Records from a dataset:

------------------------------------

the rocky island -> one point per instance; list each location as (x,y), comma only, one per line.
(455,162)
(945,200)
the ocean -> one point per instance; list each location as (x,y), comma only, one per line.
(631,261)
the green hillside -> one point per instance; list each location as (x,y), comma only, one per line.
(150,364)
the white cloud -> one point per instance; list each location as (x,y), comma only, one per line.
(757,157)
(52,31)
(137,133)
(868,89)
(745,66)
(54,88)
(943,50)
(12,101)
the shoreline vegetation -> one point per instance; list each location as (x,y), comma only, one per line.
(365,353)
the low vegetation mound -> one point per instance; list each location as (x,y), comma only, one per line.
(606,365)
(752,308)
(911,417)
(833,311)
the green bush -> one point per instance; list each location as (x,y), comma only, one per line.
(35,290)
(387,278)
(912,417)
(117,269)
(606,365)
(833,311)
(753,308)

------------------------------------

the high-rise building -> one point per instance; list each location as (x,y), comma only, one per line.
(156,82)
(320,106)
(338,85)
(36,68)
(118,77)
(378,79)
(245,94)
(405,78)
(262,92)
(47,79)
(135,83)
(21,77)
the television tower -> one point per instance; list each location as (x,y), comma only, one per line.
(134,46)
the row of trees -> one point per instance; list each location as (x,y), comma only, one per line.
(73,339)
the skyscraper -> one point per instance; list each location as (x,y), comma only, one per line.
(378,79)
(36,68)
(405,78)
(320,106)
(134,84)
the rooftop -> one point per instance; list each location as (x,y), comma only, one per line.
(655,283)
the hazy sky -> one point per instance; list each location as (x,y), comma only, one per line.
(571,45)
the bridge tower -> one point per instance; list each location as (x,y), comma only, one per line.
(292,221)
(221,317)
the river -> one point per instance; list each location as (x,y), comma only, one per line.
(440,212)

------------------------------------

Prompt: Collect every line of the records that contains the word "tower", and copy each one.

Answer for the task:
the television tower -> one point per instance; list each location as (x,y), comma only, one per line.
the bridge tower -> one point per instance; list each location as (x,y), comma only, one per line.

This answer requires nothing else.